╭─ Trecho fornecido

Premido, por conseguinte, pela necessidade vislumbrada de remediar a situação do consumidor final, uma vez que o ordenamento jurídico não lhe proporciona meios para reaver o valor do imposto embutido no preço da mercadoria, tido por ilegítimo – suprindo a omissão do legislador – optou o Tribunal por restaurar sua anterior jurisprudência, em acórdão assim sumariado:

“Diante do que dispõe a legislação que disciplina as concessões de serviço público e da peculiar relação envolvendo o Estado-concedente, a concessionária e o consumidor, esse último tem legitimidade para propor ação declaratória c/c repetição de indébito na qual se busca afastar, no tocante ao fornecimento de energia elétrica, a incidência do ICMS sobre a demanda contratada e não utilizada. – O acórdão proferido no REsp 903.394/AL(repetitivo), da Primeira Seção, Ministro Luiz Fux, DJe de 26.4.2010, dizendo respeito a distribuidores de bebidas, não se aplica ao casos de fornecimento de energia elétrica”.

╰─
╭─ Entradas extraídas

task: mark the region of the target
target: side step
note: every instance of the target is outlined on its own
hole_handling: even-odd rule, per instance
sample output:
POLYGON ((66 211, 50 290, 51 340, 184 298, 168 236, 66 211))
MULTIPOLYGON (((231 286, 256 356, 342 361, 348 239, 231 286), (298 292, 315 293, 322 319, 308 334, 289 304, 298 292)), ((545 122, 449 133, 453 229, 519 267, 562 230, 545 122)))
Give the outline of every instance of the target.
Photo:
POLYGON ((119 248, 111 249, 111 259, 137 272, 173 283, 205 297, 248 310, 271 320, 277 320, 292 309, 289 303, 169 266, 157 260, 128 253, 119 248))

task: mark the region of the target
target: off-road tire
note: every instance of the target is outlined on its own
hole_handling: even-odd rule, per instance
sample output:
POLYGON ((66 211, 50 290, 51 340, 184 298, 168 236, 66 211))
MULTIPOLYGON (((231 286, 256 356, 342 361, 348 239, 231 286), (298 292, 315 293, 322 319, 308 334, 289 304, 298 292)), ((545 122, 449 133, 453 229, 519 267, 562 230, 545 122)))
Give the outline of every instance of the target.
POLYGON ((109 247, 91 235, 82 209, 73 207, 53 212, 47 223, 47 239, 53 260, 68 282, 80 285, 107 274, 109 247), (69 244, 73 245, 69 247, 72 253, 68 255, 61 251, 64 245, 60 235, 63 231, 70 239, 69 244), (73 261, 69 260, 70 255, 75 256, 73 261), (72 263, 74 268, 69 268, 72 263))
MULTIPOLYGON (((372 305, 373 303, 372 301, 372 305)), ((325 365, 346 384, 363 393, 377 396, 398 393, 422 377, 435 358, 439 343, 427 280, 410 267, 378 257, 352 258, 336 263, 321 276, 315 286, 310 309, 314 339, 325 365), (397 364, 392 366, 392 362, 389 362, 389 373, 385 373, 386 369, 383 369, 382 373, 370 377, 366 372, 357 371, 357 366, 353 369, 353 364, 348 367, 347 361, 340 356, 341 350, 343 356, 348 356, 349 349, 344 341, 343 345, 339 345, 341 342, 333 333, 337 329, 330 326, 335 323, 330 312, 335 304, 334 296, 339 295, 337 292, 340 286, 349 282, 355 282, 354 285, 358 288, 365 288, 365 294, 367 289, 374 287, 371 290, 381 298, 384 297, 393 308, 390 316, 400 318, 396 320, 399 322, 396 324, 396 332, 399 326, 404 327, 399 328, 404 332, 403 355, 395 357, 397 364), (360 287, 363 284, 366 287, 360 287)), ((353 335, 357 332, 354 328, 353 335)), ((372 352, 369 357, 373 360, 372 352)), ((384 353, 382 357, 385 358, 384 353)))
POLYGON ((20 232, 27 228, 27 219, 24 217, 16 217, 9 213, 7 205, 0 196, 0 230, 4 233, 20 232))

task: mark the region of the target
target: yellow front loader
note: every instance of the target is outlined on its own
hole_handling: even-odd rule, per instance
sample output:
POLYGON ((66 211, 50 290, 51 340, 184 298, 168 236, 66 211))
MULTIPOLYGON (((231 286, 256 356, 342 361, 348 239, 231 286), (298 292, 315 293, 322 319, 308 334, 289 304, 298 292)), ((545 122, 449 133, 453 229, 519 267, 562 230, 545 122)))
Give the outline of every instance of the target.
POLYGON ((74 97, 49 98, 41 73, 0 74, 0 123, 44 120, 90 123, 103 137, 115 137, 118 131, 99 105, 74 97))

╰─
╭─ Entradas extraídas

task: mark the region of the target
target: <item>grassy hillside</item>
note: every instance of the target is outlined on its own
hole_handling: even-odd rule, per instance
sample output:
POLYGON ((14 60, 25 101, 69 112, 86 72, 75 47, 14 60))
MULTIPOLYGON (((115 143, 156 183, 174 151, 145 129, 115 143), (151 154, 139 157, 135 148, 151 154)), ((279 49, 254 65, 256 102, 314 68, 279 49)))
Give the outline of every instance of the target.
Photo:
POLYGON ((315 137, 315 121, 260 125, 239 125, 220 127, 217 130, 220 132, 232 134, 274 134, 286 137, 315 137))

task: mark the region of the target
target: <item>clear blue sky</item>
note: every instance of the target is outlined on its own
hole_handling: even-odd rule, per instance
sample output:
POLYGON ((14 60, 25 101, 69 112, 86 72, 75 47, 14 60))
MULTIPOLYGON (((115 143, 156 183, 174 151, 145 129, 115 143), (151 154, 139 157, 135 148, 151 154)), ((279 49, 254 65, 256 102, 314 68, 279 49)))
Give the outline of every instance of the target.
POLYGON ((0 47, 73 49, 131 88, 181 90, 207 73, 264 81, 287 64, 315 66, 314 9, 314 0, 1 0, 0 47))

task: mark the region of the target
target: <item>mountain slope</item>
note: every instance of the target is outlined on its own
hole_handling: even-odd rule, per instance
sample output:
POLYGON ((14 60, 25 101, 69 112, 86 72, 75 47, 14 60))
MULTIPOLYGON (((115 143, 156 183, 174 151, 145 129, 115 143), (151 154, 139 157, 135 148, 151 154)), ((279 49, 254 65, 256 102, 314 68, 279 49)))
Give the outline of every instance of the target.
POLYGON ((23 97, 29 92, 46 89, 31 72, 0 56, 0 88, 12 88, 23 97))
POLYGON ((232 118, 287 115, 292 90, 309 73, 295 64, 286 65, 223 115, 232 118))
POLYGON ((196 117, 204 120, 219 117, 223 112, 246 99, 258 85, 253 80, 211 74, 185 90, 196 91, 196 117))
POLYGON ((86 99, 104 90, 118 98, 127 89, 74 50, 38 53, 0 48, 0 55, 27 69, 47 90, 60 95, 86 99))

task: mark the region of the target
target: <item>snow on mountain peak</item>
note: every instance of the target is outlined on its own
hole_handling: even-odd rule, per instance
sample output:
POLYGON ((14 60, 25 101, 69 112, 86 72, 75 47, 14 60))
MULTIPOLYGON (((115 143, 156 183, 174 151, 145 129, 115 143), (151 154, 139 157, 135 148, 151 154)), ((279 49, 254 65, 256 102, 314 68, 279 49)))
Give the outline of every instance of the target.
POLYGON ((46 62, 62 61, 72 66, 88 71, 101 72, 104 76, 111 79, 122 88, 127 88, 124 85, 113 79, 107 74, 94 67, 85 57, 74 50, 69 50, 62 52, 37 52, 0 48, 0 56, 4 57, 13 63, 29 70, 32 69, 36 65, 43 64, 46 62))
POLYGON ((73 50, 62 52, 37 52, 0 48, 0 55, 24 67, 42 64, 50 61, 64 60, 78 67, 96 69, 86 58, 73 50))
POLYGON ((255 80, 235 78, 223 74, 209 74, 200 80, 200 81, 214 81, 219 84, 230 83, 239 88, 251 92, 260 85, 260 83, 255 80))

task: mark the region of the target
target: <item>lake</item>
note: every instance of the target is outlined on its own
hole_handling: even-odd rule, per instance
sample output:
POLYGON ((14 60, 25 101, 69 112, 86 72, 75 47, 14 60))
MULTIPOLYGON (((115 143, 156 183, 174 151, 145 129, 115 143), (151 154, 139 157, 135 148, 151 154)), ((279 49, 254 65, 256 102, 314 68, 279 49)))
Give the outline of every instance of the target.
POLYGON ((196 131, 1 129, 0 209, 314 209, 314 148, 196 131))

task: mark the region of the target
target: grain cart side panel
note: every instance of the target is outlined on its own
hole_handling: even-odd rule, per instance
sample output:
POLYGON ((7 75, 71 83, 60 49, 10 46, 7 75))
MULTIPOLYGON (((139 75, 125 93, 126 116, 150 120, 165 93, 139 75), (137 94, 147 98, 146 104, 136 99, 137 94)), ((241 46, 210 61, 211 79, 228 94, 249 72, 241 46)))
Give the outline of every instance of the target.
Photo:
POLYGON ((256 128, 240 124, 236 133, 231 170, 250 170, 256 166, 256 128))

╰─
╭─ Entradas extraídas

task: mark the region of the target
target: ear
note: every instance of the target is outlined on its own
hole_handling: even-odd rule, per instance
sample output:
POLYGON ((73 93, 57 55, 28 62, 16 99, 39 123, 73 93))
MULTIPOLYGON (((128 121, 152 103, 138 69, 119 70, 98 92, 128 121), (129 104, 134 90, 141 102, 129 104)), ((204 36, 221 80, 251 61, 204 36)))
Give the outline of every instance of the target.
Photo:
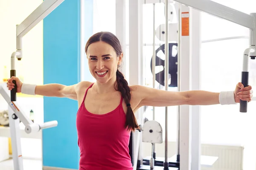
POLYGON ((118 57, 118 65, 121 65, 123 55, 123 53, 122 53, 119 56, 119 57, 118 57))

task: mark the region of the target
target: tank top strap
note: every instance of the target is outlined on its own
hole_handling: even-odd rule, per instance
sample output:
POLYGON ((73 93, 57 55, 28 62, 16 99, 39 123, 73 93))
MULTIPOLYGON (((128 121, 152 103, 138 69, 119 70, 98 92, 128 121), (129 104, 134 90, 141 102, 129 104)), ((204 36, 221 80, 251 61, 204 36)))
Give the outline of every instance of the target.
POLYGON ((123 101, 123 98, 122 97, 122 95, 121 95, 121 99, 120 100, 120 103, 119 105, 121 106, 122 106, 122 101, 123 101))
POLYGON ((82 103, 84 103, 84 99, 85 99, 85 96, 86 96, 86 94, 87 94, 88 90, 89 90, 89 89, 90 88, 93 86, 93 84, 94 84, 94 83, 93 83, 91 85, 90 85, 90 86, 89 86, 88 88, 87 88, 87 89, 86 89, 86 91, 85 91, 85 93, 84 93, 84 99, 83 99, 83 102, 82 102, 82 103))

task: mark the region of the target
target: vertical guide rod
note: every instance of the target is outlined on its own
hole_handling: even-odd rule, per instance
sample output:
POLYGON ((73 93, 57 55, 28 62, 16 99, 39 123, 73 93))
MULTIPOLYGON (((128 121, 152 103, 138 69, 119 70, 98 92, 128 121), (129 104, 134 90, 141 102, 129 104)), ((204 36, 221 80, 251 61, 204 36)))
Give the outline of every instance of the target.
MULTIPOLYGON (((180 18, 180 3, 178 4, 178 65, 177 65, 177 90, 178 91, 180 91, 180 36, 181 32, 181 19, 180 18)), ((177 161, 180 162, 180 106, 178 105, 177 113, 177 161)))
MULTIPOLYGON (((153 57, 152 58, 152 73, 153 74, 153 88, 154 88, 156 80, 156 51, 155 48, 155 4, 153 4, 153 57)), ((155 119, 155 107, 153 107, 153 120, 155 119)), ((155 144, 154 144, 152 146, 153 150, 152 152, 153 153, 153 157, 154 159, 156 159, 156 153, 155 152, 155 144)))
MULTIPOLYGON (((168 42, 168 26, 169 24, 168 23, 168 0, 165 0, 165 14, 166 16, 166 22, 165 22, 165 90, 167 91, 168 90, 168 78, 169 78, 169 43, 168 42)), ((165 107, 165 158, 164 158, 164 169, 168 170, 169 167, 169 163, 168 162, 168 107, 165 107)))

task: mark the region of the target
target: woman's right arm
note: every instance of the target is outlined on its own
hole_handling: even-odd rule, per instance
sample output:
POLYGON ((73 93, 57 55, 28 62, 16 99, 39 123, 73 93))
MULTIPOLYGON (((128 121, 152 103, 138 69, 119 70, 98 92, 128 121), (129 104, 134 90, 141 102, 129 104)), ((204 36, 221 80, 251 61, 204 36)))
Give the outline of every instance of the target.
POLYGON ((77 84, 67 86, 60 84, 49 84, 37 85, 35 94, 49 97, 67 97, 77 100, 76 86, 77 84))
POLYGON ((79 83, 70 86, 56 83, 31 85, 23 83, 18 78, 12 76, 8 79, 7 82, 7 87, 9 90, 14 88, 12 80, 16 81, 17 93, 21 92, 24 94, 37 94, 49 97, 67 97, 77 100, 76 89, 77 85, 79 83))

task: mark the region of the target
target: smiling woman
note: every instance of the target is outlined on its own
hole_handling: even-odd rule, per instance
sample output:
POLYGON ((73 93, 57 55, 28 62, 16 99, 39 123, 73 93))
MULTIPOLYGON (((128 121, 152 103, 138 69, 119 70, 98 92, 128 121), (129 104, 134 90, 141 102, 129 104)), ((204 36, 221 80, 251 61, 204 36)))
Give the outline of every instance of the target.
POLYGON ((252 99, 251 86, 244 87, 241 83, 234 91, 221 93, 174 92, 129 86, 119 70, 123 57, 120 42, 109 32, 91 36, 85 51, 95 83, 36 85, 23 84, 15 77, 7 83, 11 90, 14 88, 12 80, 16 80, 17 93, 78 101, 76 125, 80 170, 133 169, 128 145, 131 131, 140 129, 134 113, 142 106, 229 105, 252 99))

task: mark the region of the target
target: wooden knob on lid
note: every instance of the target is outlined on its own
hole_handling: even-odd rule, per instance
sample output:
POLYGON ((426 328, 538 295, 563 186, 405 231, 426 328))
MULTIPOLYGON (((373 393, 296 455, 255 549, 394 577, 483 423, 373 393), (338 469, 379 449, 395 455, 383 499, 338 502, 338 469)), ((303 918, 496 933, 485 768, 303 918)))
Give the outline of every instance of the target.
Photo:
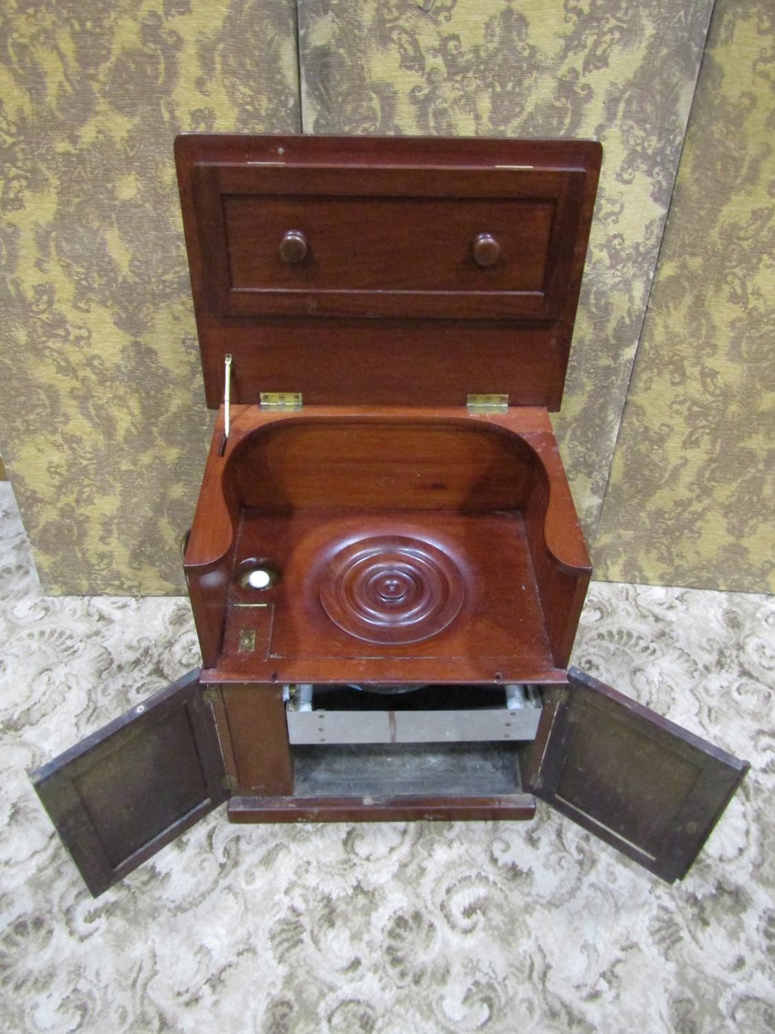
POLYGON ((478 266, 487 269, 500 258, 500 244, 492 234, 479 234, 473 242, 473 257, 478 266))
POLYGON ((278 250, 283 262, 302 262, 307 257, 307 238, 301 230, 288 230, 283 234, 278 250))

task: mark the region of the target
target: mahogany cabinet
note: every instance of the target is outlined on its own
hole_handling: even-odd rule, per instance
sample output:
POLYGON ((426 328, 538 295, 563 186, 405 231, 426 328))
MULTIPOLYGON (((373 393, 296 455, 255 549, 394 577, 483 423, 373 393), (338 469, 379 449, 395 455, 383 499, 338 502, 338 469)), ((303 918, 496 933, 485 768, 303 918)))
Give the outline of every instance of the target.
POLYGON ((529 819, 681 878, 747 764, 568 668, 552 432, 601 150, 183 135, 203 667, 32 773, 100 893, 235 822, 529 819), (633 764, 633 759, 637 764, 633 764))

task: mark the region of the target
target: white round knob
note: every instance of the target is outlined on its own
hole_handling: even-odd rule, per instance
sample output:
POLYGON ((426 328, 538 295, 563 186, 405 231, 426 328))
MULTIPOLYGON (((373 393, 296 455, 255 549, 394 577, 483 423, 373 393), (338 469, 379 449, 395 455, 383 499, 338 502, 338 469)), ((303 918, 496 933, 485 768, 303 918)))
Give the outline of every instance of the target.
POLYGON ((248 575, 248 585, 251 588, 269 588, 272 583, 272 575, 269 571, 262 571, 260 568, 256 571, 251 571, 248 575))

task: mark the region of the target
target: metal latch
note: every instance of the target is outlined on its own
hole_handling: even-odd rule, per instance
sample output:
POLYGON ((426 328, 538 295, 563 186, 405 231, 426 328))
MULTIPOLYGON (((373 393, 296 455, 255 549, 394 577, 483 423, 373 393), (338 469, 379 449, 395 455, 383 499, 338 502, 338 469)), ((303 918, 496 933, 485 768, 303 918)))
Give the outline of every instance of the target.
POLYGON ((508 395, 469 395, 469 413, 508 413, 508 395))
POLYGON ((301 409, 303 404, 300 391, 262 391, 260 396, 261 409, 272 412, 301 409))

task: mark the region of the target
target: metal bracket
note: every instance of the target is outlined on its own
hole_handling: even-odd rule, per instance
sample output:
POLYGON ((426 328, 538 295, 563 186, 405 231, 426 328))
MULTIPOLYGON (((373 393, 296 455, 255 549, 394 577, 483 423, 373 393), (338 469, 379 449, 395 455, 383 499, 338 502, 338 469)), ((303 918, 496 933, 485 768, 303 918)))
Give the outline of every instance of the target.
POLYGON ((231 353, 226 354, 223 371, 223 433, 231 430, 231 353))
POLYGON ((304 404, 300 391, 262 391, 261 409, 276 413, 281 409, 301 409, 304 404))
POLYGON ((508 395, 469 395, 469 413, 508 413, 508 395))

╰─

Prossiga com o texto sobre a legitimidade do consumidor de energia elétrica para contestar o ICMS, dando-lhe seguimento a partir da última frase apresentada.

- _Problema resolvido_
Essa nova orientação jurisprudencial, fixada em julgamento unânime e sem qualquer debate – circunstância que faz presumir a aversão dos integrantes da Seção ao dissenso – tem presidido as decisões individuais que a ela se seguiram: REsp 1.349.645; AREsp 241.468; REsp 1.330.196; REsp 1.349.944, REsp 1.328.833, REsp 1.325.747 e REsp 1.316.944, entre outros, encontrando o precedente aplicação a casos similares, alheios até mesmo às operações realizadas fora do âmbito dos serviços objeto de concessão – a que presumivelmente restrita – a ele reconhecendo-se até mesmo suposto efeito vinculante, a exemplo do que decidido no AgRg no RMS nº 28.044/ES.

Algumas considerações a propósito se impõem, ante a insuficiência das premissas que conduziram à formação dessa mais recente orientação, fixada pelo guardião do direito federal.

Com efeito, a alusão feita pelo voto condutor da decisão a uma “relação paradisíaca” estabelecida entre o Poder concedente e a concessionária diz com uma relação contratual de natureza diversa, de direito administrativo, estabelecida entre terceiros, no caso, entre a concessionária e a União Federal, a quem compete a outorga de concessão para prestação dos serviços públicos de telecomunicações e energia elétrica (CF, art.s 21, XI e XII, b), não dizendo respeito, por conseguinte, com a entidade a quem a Constituição conferiu competência para instituir o ICMS, cuja incidência sobre fatos determinados, por ela alcançados, o consumidor final estivesse legitimado a questionar.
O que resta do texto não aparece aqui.